**DOCUMENT EXCERPT:**
↓
It was an ugly way for the Twins to lose Wednesday: the stoppers at the back end of the bullpen combined to surrender a three-run lead, and the long reliever threw two wild pitches and committed a balk in the bottom of the 11th.
Ron Gardenhire grumped some after the game about the lengthy review in the top of the seventh, but I'm not buying the notion that had the game flowed at its usual pace that Kevin Correia was going to pitch into the eighth. Gardy would probably have gone to Jared Burton in the eighth, and certainly would have brought Glen Perkins in for the save in the ninth. It's what Gardy does. It didn't work Wednesday.
(MLB blamed the delay on two simultaneous challenges, but I sat through a couple of way-too-long replay review delays at Fort Myers last month. When the second one began, the fans started booing. I expect longer delays when an out call is overturned and the umps have to figure out where to put the baserunners.)
And then there was slingin' Sam Deduno unloading a couple of wild pitches in the bottom of the 11th. Deduno is wild. He's difficult to catch. That's who he is and what he does. Letting him pitch with the winning run on third base is a baseball version of Russian roulette; sooner or later the gun's going to fire.
In retrospect, I don't think the Twins were ever particularly serious about Deduno as a contender for the rotation this spring. As far as the public knew, Deduno was competing with Scott Diamond, Vance Worley and Kyle Gibson for the fifth starter job. Gibson won, as he should have -- he has the highest ceiling of the four -- but while Deduno pitched quite well during exhibition play, he never actually started, and frequently got his innings after the established hitters in the opposing lineup had been removed. The others all got multiple starts.
I now think the Twins -- quite aware that Deduno had had shoulder surgery at the end of the 2013 season and Tommy John surgery years before he came to the organization, and also mindful of the difficulty he has had going even six innings -- wanted him in the bullpen more than as a starter. Perhaps Deduno would have gotten the job had Gibson struggled as much as Diamond and Worley did, but it was only going to happen as a last resort.
↑
**DATASET EXTRACT:**
↓
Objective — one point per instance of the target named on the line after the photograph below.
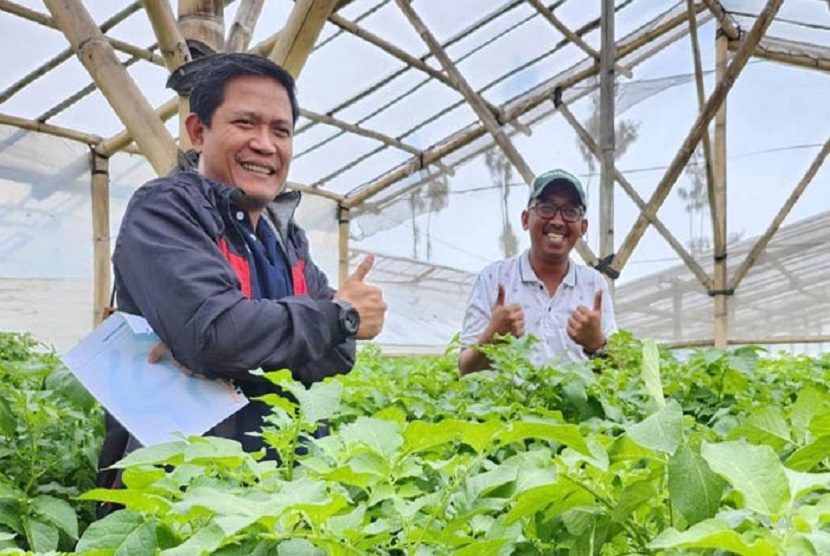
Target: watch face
(352, 321)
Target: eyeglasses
(569, 213)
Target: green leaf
(808, 457)
(8, 422)
(121, 533)
(754, 471)
(318, 402)
(420, 435)
(479, 436)
(568, 435)
(205, 541)
(384, 437)
(810, 402)
(764, 426)
(491, 547)
(41, 535)
(820, 424)
(633, 497)
(651, 372)
(484, 483)
(168, 452)
(57, 512)
(694, 489)
(662, 431)
(713, 534)
(803, 483)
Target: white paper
(152, 401)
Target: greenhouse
(700, 130)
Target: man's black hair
(208, 91)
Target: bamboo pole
(171, 42)
(723, 19)
(45, 20)
(242, 29)
(629, 189)
(524, 105)
(573, 37)
(297, 38)
(607, 139)
(100, 185)
(687, 148)
(799, 60)
(115, 83)
(701, 101)
(343, 245)
(203, 21)
(759, 247)
(403, 56)
(57, 131)
(721, 301)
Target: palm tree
(625, 133)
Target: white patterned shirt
(546, 316)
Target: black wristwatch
(347, 318)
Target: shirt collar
(528, 275)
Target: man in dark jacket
(215, 263)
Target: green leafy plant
(50, 435)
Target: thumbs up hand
(367, 299)
(505, 319)
(585, 325)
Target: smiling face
(552, 239)
(249, 143)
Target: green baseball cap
(553, 176)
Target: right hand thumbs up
(367, 299)
(505, 319)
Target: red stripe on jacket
(240, 267)
(298, 274)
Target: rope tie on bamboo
(604, 266)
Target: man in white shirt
(542, 292)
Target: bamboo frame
(99, 58)
(481, 110)
(607, 134)
(100, 193)
(203, 21)
(701, 101)
(681, 251)
(171, 42)
(718, 207)
(687, 148)
(470, 134)
(804, 61)
(724, 22)
(357, 130)
(573, 37)
(57, 131)
(242, 28)
(753, 256)
(404, 57)
(297, 38)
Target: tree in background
(501, 172)
(626, 133)
(432, 197)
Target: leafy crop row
(643, 454)
(721, 453)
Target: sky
(778, 118)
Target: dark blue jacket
(181, 263)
↑
**HOW TO COMPLETE THIS TASK:** Transcribe the passage of the baseball column above that begins with "Ron Gardenhire grumped" and ends with "didn't work Wednesday.", keeping every word and punctuation mark unchanged.

**REPLY TO THE TASK:**
Ron Gardenhire grumped some after the game about the lengthy review in the top of the seventh, but I'm not buying the notion that had the game flowed at its usual pace that Kevin Correia was going to pitch into the eighth. Gardy would probably have gone to Jared Burton in the eighth, and certainly would have brought Glen Perkins in for the save in the ninth. It's what Gardy does. It didn't work Wednesday.